Begin with the line that has "Where can the colorful". Give it and every line after it again, exactly, through the end of the entries below.

(Supplied data Opens)

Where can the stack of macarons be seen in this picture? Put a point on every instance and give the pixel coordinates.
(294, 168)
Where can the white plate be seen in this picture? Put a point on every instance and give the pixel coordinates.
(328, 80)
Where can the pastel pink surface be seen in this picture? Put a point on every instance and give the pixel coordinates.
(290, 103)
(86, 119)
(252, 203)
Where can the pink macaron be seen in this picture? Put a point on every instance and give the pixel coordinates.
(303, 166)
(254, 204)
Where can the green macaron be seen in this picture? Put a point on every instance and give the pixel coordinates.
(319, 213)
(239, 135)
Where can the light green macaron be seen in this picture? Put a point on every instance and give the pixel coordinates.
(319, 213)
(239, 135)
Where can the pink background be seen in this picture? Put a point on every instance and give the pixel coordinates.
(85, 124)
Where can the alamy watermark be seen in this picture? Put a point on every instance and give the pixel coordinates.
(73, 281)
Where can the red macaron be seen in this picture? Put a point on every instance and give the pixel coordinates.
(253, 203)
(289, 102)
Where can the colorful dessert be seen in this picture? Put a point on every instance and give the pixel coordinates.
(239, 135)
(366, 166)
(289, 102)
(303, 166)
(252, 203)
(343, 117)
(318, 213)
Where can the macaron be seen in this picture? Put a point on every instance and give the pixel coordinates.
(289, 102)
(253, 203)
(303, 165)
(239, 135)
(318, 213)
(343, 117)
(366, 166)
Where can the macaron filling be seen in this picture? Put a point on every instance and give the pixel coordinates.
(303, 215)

(Supplied data Closes)

Task result:
Where can the colorful dessert be seen in this picture? Put a point on every instance and give the pixel coordinates.
(239, 135)
(366, 166)
(289, 102)
(303, 166)
(252, 203)
(343, 117)
(318, 213)
Where can the macaron be seen in this picture? Put a point on every instance and give the pixel coordinates.
(289, 102)
(253, 203)
(303, 165)
(239, 135)
(318, 213)
(343, 117)
(366, 166)
Where can the macaron filling be seen in this picture? Put a point on every instance and give the pixel coordinates.
(303, 215)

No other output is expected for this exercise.